**EXTRACT PROVIDED:**
[Django]-How to change ForeignKey display text in the Django Admin?

Another way of doing so (useful when you change your queryset):

class MyForm(forms.Form):
    def __init__(self, *args, **kwargs):
        super(MyForm, self).__init__(*args, **kwargs)
        self.fields['user'].queryset = User.objects.all()
        self.fields['user'].label_from_instance = lambda obj: "%s %s" % (obj.last_name, obj.first_name)

'user' is the name of field you want to override. This solution gives you one advantage: you can override queryset as well (e.g. you want User.objects.filter(username__startswith='a'))

Disclaimer: solution found on http://markmail.org/message/t6lp7iqnpzvlt6qp and tested.

Newer versions of django support this, which can be translated with gettext:

models.ForeignKey(ForeignStufg, verbose_name='your text')

You can also accomplish this straight from your admin.ModelAdmin instance using label_from_instance. For example:

class InvoiceAdmin(admin.ModelAdmin):

    list_display = ['person', 'id']

    def get_form(self, request, obj=None, **kwargs):
        form = super(InvoiceAdmin, self).get_form(request, obj, **kwargs)
        form.base_fields['person'].label_from_instance = lambda inst: "{} {}".format(inst.id, inst.first_name)
        return form


admin.site.register(Invoice, InvoiceAdmin)

See https://docs.djangoproject.com/en/1.3/ref/models/instances/#unicode

class Person(models.Model):
    first_name = models.CharField(max_length=50)
    last_name = models.CharField(max_length=50)

    def __unicode__(self):
        return u'%s %s' % (self.first_name, self.last_name)

you have to define what you want to display in the unicode method of your model (where is the ForeignKey).

**INFORMATION SHOWN:**
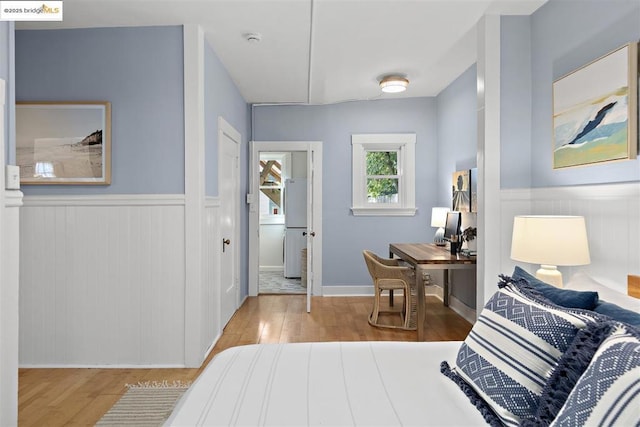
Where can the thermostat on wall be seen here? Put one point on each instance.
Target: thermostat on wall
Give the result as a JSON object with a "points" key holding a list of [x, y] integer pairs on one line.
{"points": [[12, 177]]}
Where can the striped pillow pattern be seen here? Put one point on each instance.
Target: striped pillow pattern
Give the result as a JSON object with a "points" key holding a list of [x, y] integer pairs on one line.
{"points": [[608, 393], [513, 348]]}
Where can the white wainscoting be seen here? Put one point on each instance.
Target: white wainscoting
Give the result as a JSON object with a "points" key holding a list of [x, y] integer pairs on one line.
{"points": [[612, 215], [9, 316], [102, 281], [211, 329]]}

**YOUR INSTRUCTIONS:** Please carry the thread above on changing ForeignKey display text in the Django admin further, picking up right after its last sentence.

**WRITTEN REPLY:**
Regards,

Building on the other answers, here’s a small example for those dealing with a ManyToManyField.

We can override label_from_instance directly in formfield_for_manytomany():

class MyAdmin(admin.ModelAdmin):
    def formfield_for_manytomany(self, db_field, request, **kwargs):
        formfield = super().formfield_for_manytomany(db_field, request, **kwargs)
        if db_field.name == 'person':
            # For example, we can add the instance id to the original string
            formfield.label_from_instance = lambda obj: f'{obj} ({obj.id})'
        return formfield

This would also work for formfield_for_foreignkey() or formfield_for_dbfield().

From the ModelChoiceField docs:

The __str__() method of the model will be called to generate string representations of the objects for use in the field’s choices. To provide customized representations, subclass ModelChoiceField and override label_from_instance. This method will receive a model object and should return a string suitable for representing it.

An alternative to the first answer:

class InvoiceAdmin(admin.ModelAdmin):

    class CustomModelChoiceField(forms.ModelChoiceField):
         def label_from_instance(self, obj):
             return "%s %s" % (obj.first_name, obj.last_name)

    def formfield_for_foreignkey(self, db_field, request, **kwargs):
        if db_field.name == 'person':
            return self.CustomModelChoiceField(queryset=Person.objects)

        return super(InvoiceAdmin, self).formfield_for_foreignkey(db_field, request, **kwargs)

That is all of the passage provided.